### DIRECTIONS
Using the entries below, quote exactly the span of lines that begins with the line containing "Return one point per instance of the street" and ends with the final line.

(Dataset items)
******************************

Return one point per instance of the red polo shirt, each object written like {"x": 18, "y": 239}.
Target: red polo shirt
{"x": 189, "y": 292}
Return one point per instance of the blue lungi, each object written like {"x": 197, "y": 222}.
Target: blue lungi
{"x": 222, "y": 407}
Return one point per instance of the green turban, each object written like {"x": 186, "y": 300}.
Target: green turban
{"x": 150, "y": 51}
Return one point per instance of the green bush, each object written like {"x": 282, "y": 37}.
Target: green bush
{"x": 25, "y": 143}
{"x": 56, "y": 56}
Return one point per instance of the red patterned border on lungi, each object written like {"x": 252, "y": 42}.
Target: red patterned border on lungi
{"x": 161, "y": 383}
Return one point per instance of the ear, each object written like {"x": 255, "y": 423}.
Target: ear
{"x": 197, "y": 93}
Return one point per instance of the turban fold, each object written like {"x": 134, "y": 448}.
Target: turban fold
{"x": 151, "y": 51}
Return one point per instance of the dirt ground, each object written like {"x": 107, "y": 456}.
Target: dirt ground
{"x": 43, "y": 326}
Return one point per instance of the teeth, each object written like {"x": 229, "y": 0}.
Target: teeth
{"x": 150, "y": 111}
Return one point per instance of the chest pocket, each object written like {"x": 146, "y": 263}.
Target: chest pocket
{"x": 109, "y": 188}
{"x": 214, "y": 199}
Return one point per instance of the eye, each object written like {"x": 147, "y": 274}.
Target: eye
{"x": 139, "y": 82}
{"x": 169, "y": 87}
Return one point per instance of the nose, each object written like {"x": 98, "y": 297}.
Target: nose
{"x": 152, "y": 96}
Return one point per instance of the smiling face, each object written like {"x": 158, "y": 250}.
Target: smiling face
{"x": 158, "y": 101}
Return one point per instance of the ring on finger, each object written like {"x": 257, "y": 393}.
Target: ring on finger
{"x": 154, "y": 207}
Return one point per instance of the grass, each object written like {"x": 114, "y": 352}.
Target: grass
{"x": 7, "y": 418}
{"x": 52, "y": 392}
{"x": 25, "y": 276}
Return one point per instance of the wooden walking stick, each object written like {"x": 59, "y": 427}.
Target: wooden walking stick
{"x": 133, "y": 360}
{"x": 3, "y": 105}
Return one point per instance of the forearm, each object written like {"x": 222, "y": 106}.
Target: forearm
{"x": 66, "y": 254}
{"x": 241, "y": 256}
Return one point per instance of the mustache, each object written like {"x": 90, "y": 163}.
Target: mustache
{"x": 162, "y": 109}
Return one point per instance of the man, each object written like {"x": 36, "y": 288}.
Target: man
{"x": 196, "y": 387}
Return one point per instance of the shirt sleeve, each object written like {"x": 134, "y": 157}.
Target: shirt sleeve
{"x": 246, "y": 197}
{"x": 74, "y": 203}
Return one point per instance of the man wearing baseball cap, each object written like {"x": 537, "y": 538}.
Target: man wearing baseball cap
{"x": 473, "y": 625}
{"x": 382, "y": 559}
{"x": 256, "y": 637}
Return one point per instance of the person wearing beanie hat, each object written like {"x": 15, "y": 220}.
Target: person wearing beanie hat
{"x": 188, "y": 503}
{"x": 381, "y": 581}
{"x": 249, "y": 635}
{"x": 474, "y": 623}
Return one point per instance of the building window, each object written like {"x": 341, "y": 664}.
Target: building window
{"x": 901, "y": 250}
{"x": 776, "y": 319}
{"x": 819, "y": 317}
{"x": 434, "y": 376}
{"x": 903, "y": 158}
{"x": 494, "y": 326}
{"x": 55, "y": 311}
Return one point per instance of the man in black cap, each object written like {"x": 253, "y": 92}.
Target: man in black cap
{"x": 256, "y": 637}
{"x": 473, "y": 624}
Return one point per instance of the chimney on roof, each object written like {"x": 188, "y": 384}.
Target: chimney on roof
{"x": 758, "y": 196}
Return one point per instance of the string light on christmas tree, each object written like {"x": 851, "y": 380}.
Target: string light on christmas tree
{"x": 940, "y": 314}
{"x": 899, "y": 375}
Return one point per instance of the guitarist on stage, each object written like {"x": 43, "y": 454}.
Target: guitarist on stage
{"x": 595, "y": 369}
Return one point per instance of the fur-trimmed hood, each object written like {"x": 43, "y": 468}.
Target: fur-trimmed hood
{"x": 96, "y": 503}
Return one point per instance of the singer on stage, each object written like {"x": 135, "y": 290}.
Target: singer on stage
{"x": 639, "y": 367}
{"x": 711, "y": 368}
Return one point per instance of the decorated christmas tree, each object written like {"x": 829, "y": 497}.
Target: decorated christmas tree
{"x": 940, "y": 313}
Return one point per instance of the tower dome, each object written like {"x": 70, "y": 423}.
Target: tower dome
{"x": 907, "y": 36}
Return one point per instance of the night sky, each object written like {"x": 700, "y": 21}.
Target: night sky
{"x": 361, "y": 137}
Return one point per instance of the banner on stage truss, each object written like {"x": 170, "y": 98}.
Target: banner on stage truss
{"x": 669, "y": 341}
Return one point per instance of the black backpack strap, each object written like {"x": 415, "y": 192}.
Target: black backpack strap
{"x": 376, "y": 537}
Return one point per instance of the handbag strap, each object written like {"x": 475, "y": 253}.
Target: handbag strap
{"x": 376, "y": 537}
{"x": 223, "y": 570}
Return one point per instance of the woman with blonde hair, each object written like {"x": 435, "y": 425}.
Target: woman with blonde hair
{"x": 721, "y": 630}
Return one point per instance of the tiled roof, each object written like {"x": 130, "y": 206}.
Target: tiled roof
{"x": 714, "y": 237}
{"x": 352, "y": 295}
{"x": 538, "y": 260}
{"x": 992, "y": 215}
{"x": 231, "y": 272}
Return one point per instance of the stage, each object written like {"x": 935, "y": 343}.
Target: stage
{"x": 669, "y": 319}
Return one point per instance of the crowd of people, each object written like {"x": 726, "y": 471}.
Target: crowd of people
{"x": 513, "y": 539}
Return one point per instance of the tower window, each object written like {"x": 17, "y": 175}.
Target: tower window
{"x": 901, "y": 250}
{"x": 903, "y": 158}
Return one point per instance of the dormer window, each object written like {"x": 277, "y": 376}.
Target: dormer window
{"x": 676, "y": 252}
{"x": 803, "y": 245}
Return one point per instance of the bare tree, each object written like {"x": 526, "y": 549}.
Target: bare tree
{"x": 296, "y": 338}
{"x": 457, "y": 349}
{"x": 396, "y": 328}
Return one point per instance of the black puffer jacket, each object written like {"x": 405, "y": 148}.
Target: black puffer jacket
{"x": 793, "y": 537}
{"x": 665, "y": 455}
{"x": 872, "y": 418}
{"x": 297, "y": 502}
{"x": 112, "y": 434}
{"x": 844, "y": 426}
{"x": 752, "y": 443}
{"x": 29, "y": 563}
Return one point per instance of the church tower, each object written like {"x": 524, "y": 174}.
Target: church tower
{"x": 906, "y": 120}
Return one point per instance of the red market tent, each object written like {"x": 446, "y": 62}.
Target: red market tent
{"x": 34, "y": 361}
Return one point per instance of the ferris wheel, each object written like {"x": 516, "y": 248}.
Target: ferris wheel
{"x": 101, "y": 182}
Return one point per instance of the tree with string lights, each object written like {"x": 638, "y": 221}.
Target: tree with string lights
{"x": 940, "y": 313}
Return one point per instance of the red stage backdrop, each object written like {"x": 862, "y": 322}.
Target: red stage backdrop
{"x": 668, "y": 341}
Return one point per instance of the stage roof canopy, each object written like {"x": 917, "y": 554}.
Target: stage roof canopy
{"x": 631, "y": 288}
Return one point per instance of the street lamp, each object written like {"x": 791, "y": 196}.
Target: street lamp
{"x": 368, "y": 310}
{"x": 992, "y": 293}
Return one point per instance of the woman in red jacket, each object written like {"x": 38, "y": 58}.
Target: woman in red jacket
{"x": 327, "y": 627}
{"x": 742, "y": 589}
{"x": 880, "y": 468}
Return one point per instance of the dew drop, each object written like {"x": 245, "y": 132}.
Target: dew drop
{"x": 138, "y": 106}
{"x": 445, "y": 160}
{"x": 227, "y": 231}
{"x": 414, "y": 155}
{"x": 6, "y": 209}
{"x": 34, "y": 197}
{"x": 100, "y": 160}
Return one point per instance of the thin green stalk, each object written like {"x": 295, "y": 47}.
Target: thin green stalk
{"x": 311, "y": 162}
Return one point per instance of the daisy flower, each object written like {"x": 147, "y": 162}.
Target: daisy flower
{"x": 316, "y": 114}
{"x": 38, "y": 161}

******************************

### WRITTEN SOLUTION
Return one point per instance of the street lamp, each object written like {"x": 791, "y": 196}.
Target: street lamp
{"x": 368, "y": 310}
{"x": 992, "y": 293}
Return one point per instance of the woman in red jacket, each object written like {"x": 38, "y": 58}.
Target: woman in red jacket
{"x": 327, "y": 627}
{"x": 742, "y": 589}
{"x": 880, "y": 468}
Return one point per instance of the dew drop, each object written like {"x": 245, "y": 132}.
Target: dew drop
{"x": 138, "y": 106}
{"x": 445, "y": 160}
{"x": 227, "y": 231}
{"x": 414, "y": 155}
{"x": 6, "y": 209}
{"x": 34, "y": 197}
{"x": 100, "y": 160}
Return one point per instance of the thin green stalk, each object written like {"x": 295, "y": 47}.
Target: thin green stalk
{"x": 311, "y": 162}
Return one point per instance of the daisy flower, each object written like {"x": 147, "y": 162}.
Target: daisy flower
{"x": 316, "y": 114}
{"x": 38, "y": 161}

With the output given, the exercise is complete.